• Written problem
Reproduce the listing that follows with no differences at all.

• Point annotation dataset records
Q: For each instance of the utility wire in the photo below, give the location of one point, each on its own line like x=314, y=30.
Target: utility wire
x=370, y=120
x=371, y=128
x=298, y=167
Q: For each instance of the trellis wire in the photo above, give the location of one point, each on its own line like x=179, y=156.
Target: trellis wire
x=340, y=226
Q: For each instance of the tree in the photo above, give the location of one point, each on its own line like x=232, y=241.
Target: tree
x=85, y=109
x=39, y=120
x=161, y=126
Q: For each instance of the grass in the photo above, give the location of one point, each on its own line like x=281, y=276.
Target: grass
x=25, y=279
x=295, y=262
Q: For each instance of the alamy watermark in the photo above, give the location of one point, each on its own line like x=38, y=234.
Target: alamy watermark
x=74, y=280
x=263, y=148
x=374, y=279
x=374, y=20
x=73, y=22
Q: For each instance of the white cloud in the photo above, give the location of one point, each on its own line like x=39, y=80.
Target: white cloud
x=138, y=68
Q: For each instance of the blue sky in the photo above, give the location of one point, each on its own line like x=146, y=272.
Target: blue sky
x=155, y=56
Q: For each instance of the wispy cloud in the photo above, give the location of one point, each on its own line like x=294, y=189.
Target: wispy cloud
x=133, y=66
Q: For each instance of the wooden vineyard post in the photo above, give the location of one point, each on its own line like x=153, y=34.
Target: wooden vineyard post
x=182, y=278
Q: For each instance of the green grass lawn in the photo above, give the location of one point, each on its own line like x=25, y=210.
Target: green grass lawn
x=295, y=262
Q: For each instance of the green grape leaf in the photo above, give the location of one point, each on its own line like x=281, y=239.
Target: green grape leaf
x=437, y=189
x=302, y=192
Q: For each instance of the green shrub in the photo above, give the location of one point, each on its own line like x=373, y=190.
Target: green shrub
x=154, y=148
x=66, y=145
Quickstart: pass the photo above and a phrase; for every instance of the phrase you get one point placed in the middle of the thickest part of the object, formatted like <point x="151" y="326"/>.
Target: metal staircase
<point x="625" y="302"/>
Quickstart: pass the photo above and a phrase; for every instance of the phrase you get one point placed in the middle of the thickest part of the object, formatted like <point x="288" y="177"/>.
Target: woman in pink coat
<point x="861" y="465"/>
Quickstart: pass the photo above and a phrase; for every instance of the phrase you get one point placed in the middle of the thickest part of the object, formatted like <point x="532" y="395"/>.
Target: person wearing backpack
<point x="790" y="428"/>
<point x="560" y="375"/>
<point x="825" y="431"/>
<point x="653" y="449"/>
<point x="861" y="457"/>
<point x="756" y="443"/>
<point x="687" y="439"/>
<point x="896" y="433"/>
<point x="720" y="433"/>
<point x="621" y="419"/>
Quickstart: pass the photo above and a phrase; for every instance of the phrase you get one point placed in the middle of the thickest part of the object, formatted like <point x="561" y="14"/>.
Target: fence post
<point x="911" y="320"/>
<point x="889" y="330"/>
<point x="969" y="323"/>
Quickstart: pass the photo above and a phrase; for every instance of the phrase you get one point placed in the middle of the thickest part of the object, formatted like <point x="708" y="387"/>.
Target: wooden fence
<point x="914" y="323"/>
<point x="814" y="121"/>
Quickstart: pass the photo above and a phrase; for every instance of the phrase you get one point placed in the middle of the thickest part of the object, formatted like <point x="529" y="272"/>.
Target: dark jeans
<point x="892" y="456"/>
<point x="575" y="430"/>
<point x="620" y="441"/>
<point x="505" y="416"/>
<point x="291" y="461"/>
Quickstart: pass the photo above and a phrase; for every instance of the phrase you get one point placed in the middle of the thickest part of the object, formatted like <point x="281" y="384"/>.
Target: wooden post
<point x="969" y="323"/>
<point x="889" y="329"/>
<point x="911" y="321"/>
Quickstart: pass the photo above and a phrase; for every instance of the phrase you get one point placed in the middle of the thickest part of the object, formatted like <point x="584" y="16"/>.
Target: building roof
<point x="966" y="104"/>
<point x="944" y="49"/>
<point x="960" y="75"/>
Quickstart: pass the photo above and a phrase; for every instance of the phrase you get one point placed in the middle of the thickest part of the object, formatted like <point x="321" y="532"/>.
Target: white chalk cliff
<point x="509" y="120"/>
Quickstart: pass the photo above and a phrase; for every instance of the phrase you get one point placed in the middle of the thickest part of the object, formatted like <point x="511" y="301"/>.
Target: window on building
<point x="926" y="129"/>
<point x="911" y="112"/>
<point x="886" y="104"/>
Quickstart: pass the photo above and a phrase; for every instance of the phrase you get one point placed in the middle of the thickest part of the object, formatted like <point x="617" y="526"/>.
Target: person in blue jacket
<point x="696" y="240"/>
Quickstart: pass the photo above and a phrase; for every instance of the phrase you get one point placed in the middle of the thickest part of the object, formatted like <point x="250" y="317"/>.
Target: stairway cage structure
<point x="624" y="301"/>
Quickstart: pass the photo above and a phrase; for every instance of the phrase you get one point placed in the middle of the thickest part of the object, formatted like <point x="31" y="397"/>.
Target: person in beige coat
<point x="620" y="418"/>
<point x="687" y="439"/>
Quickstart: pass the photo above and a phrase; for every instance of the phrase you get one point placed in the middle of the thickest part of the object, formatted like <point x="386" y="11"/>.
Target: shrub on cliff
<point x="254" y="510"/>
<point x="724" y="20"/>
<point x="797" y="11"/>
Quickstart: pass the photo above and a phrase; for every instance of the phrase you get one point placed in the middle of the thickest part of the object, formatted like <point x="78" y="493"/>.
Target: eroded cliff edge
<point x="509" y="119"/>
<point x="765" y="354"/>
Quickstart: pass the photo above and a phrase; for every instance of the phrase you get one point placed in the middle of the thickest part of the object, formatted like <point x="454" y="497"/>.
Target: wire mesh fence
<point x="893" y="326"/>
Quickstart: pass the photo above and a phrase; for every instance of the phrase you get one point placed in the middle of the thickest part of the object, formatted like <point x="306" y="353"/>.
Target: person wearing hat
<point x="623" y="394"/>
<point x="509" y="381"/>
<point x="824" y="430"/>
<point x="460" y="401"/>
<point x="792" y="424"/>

• Written reply
Q: For each instance of the utility wire in the photo below, give the location of one point, each on its own line like x=314, y=30.
Target: utility wire
x=370, y=120
x=371, y=128
x=298, y=167
Q: For each instance of the trellis wire in the photo above, give the location of one point, each on its own line like x=179, y=156.
Target: trellis wire
x=340, y=226
Q: For each instance of the tree in the photo above, give the location of one point, each on its own line like x=232, y=241.
Target: tree
x=85, y=109
x=39, y=120
x=161, y=126
Q: For each instance of the grass in the photo above, give the location of one point, each on its own line like x=281, y=276.
Target: grass
x=25, y=279
x=295, y=262
Q: For each instance of the alamy watermark in the photo above, give the location of one point, each on its own line like x=38, y=234.
Target: alamy watermark
x=74, y=280
x=263, y=148
x=374, y=279
x=374, y=20
x=73, y=22
Q: For each instance of the white cloud in the photo above, give the location of one point, each on its own line like x=39, y=80.
Target: white cloud
x=138, y=68
Q: For each instance of the blue sky in the photo above, give the location of one point, each on its own line like x=146, y=272.
Target: blue sky
x=155, y=56
Q: For each instance of the wispy cloud in the photo above, give the location of one point, each on its own line like x=294, y=189.
Target: wispy cloud
x=133, y=66
Q: For each instance of the wooden vineyard post in the photo above, give the location of one point, each on its own line like x=153, y=34.
Target: wooden vineyard post
x=182, y=278
Q: For each instance of the green grass lawn in the photo above, give the location of one point, each on its own line like x=25, y=210.
Target: green grass lawn
x=295, y=262
Q: For each instance of the green grape leaf in the photo above, give the location of one point, each on its own line like x=281, y=239.
Target: green grape leaf
x=437, y=189
x=302, y=192
Q: For each instance of the green shrub in the photo above, give the location of one point, each on its own line like x=373, y=190.
Target: green shrub
x=154, y=148
x=66, y=145
Quickstart: pass the photo above and a phrase; for every instance of the phrase you get one point placed in the middle of the thickest part of the object, formatted like <point x="151" y="326"/>.
Target: metal staircase
<point x="625" y="302"/>
Quickstart: pass the photo above and a phrase; for every instance of the phrase you get one point placed in the middle of the thickest part of the object, formatted like <point x="288" y="177"/>.
Target: woman in pink coat
<point x="861" y="465"/>
Quickstart: pass the photo above and a phrase; for every instance of the phrase you get one point placed in the middle of the thickest part of the object, formatted like <point x="532" y="395"/>.
Target: person wearing backpack
<point x="790" y="428"/>
<point x="560" y="375"/>
<point x="825" y="431"/>
<point x="653" y="449"/>
<point x="861" y="457"/>
<point x="756" y="443"/>
<point x="687" y="439"/>
<point x="896" y="433"/>
<point x="720" y="433"/>
<point x="621" y="419"/>
Quickstart: pass the photo above and a phrase; for every instance of the phrase you get one point placed in the middle of the thickest part of the object, formatted like <point x="561" y="14"/>.
Target: fence post
<point x="911" y="320"/>
<point x="889" y="330"/>
<point x="969" y="323"/>
Quickstart: pass the photo above and a phrase; for every instance of the phrase you get one point placed in the middle of the thickest part of the object, formatted like <point x="708" y="387"/>.
Target: wooden fence
<point x="914" y="323"/>
<point x="814" y="121"/>
Quickstart: pass the photo above and a phrase; for every instance of the phrase you get one point placed in the middle of the thickest part of the object, formatted like <point x="529" y="272"/>.
Target: dark jeans
<point x="892" y="456"/>
<point x="575" y="430"/>
<point x="620" y="441"/>
<point x="505" y="416"/>
<point x="291" y="461"/>
Quickstart: pass the photo above and a phrase; for every instance of the phrase you get one point placed in the middle of the thickest part of the object, formatted like <point x="281" y="384"/>.
Target: wooden post
<point x="969" y="323"/>
<point x="889" y="329"/>
<point x="911" y="321"/>
Quickstart: pass the photo above and a phrase; for every instance of the phrase you get one point placed in the middle of the thickest part of the object, formatted like <point x="584" y="16"/>.
Target: building roof
<point x="966" y="104"/>
<point x="944" y="49"/>
<point x="960" y="75"/>
Quickstart: pass the photo above and a phrase; for every instance of the phrase you get one point placed in the middle of the thickest part of the object, formatted like <point x="321" y="532"/>.
Target: white chalk cliff
<point x="509" y="120"/>
Quickstart: pass the photo above and a phrase; for every instance of the phrase you get one point placed in the middle of the thickest part of the object, formatted like <point x="511" y="301"/>.
Target: window on building
<point x="926" y="129"/>
<point x="911" y="112"/>
<point x="886" y="104"/>
Quickstart: pass the photo above and a phrase; for every instance of the phrase you get one point placed in the middle of the thickest part of the object, formatted like <point x="617" y="526"/>.
Target: person in blue jacket
<point x="696" y="240"/>
Quickstart: pass the photo above and a phrase; for every instance of the phrase you get one point placed in the middle of the thickest part of the object, formatted like <point x="250" y="317"/>.
Target: stairway cage structure
<point x="624" y="301"/>
Quickstart: pass the photo above and a phrase; for every instance of the phrase you get one point placed in the middle of the thickest part of the object, formatted like <point x="31" y="397"/>.
Target: person in beige coat
<point x="620" y="418"/>
<point x="687" y="439"/>
Quickstart: pass the photo above and a phrase; for every instance of the phrase you get one point placed in the middle of the thickest part of the object, formatted like <point x="386" y="11"/>.
Target: shrub on cliff
<point x="254" y="510"/>
<point x="724" y="20"/>
<point x="797" y="11"/>
Quickstart: pass the photo above and a phrase; for every instance of the phrase you get one point placed in the middle of the thickest part of the object, formatted like <point x="78" y="493"/>.
Target: eroded cliff edge
<point x="509" y="119"/>
<point x="765" y="354"/>
Quickstart: pass the photo above and a phrase; for every instance of the phrase you get one point placed in the middle of the thickest part of the object, formatted like <point x="454" y="497"/>.
Target: wire mesh fence
<point x="893" y="326"/>
Quickstart: pass the photo above and a phrase; for every instance of the phrase you get one point placed in the middle of the thickest part of the object, formatted like <point x="306" y="353"/>.
Target: person wearing hat
<point x="623" y="394"/>
<point x="509" y="381"/>
<point x="824" y="430"/>
<point x="460" y="401"/>
<point x="792" y="424"/>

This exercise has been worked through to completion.